Description of the task: Carry on the text about forex trading strategies from the point where it stops, keeping to its topic and tone.

Extract provided:
________________________________________

Traders can earn a decent pay-out at times depending on several factors such as their trading strategy, market conditions, and the drivers that influence prices in the forex market.

However, traders who want to have a career in forex trading and become professional traders must ensure that they have a consistent profit forex strategy.

This may seem like an impossible task, especially when considering that the market conditions are never the same.

According to analysts and experts, 33% of forex traders can profit for up to 3 months, but the number of market participants who can do this sustainable stands at 7.7% annually, which means that more than 92% of traders will not be profitable.

The odds may seem astronomical, but there are a few ways in which traders can achieve their long-term forex trading goals. An important first step is to set proper risk-reward ratios and to have realistic profit targets.

Money management aside, traders also need to ensure that they use leverage correctly and that they do not risk more of their capital than they can afford to lose.

It is also important to keep a trading journal to allow traders to track their performance, repeat their successes and avoid making the same mistakes.

Finally, it requires regular, in-depth research, technical analysis, and fundamental analysis by using the latest indicators and latest economic information, allowing traders to direct their trading decisions better.

Traders must also remember that not all complex trading systems are always the most profitable, many proven profitable trading strategies are straightforward, with a smaller learning curve than a more complex system.


Why is a Trading Strategy Important?

The best forex traders know that one of the most important things to do to trade and earn consistent profits is to be prepared by planning on how to enter a position in the market.

________________________________________

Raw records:
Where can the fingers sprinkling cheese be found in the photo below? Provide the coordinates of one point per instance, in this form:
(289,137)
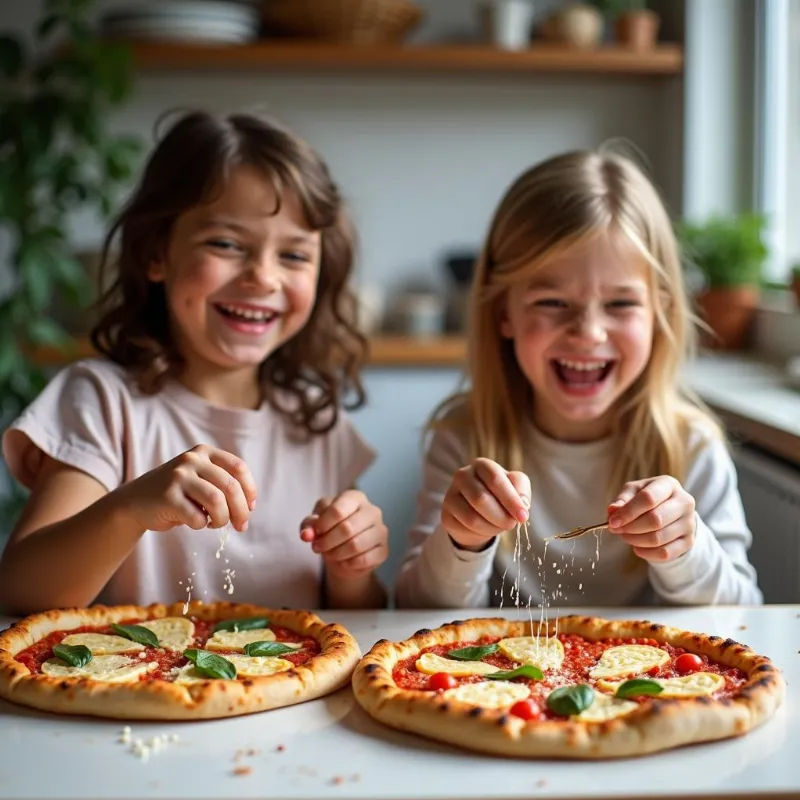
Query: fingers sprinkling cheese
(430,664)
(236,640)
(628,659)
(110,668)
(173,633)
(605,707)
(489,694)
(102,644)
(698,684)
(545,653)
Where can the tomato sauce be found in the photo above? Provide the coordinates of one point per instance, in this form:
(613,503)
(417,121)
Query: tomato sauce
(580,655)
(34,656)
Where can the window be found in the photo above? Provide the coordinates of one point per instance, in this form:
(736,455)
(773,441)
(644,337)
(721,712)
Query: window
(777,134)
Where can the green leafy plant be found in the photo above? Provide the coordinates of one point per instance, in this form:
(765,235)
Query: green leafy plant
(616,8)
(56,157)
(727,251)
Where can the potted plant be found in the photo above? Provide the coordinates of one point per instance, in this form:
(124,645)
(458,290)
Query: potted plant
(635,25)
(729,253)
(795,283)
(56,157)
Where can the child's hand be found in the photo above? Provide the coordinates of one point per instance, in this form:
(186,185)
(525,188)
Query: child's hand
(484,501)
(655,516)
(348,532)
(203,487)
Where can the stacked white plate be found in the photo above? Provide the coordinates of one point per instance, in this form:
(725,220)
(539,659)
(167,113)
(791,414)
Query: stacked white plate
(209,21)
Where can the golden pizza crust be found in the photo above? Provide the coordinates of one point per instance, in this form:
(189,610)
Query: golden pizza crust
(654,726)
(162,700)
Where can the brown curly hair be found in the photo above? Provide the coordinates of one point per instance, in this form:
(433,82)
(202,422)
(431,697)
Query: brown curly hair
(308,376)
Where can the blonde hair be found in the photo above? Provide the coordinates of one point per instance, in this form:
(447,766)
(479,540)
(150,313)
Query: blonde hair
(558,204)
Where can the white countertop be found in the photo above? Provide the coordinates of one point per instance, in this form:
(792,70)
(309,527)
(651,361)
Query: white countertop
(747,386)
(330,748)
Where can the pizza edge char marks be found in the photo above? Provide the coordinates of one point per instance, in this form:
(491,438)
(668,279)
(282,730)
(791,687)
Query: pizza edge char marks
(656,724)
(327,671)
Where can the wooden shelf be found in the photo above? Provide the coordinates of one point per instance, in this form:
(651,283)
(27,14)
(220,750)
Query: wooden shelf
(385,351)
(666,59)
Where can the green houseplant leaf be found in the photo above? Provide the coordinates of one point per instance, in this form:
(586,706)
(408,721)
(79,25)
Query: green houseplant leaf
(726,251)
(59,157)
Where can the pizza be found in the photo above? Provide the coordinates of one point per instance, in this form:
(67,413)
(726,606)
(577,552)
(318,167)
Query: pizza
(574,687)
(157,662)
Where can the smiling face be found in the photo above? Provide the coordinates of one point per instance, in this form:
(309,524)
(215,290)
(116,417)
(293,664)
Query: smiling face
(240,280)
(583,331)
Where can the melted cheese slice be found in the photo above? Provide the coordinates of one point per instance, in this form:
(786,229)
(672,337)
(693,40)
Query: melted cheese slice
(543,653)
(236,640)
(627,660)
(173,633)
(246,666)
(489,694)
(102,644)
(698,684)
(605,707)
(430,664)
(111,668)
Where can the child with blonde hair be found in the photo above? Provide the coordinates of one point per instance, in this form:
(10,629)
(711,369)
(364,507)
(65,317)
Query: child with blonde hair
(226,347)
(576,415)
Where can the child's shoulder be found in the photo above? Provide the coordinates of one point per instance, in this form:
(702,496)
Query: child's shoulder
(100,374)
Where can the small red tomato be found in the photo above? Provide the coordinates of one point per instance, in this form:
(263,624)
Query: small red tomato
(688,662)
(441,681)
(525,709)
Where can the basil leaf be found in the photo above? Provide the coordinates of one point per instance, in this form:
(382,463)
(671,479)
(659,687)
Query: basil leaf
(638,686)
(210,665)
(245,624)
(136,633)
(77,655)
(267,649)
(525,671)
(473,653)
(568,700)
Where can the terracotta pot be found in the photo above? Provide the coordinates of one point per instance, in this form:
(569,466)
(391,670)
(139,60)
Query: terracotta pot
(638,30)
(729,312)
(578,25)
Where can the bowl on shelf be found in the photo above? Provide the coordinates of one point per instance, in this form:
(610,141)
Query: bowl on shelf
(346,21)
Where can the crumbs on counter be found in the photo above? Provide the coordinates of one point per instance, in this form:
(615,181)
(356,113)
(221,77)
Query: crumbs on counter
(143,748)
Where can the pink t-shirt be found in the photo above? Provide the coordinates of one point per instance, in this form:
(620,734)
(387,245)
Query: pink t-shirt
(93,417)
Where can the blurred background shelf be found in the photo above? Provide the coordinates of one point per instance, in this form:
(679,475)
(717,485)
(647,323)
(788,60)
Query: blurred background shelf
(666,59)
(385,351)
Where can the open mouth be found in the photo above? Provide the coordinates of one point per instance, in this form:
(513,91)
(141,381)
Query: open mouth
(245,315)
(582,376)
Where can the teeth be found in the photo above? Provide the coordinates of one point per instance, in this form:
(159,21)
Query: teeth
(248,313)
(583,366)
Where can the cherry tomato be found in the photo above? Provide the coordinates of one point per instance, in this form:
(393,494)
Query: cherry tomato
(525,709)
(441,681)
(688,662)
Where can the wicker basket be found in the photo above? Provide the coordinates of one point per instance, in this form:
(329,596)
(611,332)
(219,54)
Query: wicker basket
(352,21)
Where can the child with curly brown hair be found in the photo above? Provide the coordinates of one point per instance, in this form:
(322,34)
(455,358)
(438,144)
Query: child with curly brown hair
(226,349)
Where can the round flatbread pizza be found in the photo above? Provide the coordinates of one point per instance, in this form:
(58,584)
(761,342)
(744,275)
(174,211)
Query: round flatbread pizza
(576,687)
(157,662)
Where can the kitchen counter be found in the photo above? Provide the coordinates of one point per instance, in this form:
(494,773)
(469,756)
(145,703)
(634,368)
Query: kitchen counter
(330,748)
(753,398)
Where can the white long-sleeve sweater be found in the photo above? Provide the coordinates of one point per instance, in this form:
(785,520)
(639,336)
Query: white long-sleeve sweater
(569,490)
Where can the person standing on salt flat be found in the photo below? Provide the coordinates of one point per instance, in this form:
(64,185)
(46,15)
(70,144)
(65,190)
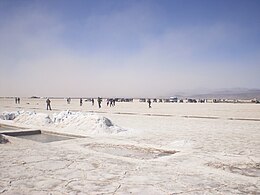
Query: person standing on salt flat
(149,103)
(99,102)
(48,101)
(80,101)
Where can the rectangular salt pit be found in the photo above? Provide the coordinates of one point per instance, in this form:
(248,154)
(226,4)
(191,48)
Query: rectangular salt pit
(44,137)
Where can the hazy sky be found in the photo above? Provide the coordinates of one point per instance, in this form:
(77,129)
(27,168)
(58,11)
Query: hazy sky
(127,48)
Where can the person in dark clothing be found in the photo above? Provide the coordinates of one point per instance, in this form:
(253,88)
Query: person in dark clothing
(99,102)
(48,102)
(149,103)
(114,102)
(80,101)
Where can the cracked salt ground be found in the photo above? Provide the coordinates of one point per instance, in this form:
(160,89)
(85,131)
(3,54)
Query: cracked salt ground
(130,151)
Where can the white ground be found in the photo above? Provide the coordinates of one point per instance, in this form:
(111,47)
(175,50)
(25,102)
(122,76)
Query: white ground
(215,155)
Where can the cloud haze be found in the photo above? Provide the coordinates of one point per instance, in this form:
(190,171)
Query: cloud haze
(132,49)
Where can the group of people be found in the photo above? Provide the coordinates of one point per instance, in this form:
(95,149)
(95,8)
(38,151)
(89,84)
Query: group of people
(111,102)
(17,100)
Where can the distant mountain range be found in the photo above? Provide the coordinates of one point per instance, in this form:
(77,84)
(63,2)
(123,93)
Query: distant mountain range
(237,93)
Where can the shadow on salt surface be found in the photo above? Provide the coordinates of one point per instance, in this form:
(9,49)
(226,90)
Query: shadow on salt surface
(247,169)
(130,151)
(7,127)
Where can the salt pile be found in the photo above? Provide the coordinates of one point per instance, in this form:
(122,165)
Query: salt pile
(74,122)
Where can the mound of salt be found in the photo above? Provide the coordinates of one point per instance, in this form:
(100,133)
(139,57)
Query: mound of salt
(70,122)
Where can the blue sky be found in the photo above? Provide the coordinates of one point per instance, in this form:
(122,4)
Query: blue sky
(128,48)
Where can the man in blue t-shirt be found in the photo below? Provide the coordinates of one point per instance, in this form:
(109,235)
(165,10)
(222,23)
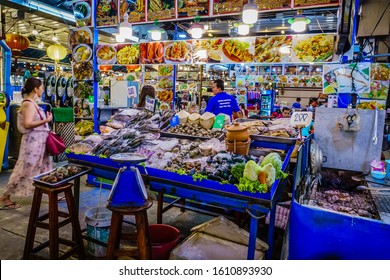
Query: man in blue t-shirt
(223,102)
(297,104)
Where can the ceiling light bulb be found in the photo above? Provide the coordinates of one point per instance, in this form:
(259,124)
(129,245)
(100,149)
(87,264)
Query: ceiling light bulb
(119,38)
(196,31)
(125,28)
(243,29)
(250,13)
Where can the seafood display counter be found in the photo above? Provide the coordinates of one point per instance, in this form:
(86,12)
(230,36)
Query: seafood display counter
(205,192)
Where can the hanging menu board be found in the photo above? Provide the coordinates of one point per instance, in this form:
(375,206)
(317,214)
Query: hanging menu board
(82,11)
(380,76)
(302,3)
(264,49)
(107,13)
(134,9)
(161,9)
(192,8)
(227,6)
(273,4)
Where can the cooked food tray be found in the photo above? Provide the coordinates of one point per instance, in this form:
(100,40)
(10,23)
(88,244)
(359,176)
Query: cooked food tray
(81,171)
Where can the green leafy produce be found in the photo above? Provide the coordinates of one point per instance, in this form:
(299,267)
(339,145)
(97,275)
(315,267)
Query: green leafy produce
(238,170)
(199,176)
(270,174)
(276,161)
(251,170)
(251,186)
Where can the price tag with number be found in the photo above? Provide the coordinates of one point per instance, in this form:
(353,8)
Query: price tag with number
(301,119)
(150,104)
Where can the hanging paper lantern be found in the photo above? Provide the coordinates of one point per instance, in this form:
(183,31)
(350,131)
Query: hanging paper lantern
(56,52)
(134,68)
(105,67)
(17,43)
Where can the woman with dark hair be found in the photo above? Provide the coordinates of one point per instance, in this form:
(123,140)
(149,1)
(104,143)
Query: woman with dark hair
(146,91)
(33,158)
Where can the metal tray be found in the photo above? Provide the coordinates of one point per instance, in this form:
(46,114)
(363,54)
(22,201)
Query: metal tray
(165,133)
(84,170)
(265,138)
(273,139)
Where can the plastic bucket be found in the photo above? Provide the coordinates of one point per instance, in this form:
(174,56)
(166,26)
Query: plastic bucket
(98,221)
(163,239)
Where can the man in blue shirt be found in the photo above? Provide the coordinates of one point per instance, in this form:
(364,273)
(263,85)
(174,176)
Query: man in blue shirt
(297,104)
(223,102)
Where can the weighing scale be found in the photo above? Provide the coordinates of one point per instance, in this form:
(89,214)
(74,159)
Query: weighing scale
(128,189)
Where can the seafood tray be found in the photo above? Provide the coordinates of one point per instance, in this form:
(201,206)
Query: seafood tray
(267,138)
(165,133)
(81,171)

________________________________________

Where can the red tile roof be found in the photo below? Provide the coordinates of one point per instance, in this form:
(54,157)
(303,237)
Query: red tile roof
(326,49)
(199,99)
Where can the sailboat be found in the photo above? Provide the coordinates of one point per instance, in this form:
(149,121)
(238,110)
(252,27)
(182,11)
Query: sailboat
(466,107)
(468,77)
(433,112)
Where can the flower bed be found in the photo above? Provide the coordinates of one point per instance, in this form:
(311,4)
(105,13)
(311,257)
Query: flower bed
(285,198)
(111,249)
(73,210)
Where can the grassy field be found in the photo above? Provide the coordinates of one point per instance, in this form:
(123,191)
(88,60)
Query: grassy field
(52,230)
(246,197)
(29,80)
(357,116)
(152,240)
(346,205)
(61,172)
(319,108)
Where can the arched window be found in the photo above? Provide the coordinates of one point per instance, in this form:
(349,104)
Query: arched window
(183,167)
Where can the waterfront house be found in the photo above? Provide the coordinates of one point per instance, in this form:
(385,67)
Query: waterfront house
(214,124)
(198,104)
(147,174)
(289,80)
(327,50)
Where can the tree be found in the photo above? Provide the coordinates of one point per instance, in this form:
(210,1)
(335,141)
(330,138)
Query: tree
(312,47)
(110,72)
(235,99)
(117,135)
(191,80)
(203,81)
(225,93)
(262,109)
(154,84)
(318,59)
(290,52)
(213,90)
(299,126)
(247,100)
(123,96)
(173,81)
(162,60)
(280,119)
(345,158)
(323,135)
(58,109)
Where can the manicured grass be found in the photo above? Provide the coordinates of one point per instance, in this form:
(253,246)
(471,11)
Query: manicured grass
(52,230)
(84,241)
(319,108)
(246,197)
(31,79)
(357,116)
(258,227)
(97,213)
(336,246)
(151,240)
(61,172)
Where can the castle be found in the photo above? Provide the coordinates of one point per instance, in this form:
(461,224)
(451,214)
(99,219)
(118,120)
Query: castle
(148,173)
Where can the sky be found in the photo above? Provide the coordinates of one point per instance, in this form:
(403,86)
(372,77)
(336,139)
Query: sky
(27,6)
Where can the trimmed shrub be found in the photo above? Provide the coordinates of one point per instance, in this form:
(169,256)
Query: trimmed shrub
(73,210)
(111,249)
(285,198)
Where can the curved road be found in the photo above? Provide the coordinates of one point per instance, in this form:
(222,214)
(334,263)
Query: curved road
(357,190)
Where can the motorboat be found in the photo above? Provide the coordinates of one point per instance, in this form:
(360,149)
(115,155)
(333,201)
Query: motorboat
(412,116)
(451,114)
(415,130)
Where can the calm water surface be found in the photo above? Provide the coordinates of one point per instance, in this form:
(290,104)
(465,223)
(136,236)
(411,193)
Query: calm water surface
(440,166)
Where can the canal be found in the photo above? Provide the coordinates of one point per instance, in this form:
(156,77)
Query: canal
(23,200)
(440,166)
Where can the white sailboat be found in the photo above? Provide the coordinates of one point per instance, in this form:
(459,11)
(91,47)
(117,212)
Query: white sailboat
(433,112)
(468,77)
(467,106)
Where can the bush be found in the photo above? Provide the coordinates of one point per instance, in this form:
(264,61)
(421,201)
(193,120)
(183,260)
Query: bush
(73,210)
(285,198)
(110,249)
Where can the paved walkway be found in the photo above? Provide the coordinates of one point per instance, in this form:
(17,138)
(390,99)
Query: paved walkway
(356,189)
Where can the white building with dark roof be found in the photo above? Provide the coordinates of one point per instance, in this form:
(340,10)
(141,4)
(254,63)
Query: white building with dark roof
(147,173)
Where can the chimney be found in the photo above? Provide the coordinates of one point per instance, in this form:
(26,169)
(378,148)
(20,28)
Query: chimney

________________________________________

Written answer:
Without a trading strategy, traders will be gambling blindly in the direction that the market may take. In addition, by trading without a plan, the chance of long-term success is slim.

When traders use a trading strategy, they have a clear idea of the direction in which the market may be heading, how? By conducting either technical analysis to identify certain movements or trends, fundamental analysis on news that may send the market in one direction, or a combination of both.

Trading strategies do not guarantee accuracy in predicting the direction of the market, but they provide traders with a high probability where directional bias may be heading.


Main Categories of Forex Trading Strategies

There are many different types of trading strategies, but all can be divided between these distinctive categories:

  • Scalping
  • Day Trading
  • Swing Trading
  • Position Trading
  • Trend Trading or Following
  • Range Trading



Scalping is a short-term and fast-paced trading style that happens when traders open and close their positions in a matter of seconds or minutes, depending on the specific scalping trading strategy that the trader uses.

Scalpers try to take advantage of short-term movements in the price of currency pairs, especially when there are breakouts. When the price breaks a crucial technical level, there is a cluster of stop-loss and pending orders that causes the market to accelerate in the direction of the breakout.

Scalping is an active trading style and scalpers often open many trades every day that they actively manage.


Day Trading

While scalping is a form of day trading, day trading is a type of trading strategy on its own with many other strategies that form part of it. Day trading refers to the opening and closing of positions within the same trading day.

Day traders will consider trading opportunities early in the morning, or during the day, and they will subsequently close all open positions before the trading day concludes.

Day trading is a simple, profitable forex trading strategy and it still offers traders a variety of different viable options. Day trading is believed to be the most accurate forex strategy among others, but it requires a great amount of discipline, patience, and skill for traders to master.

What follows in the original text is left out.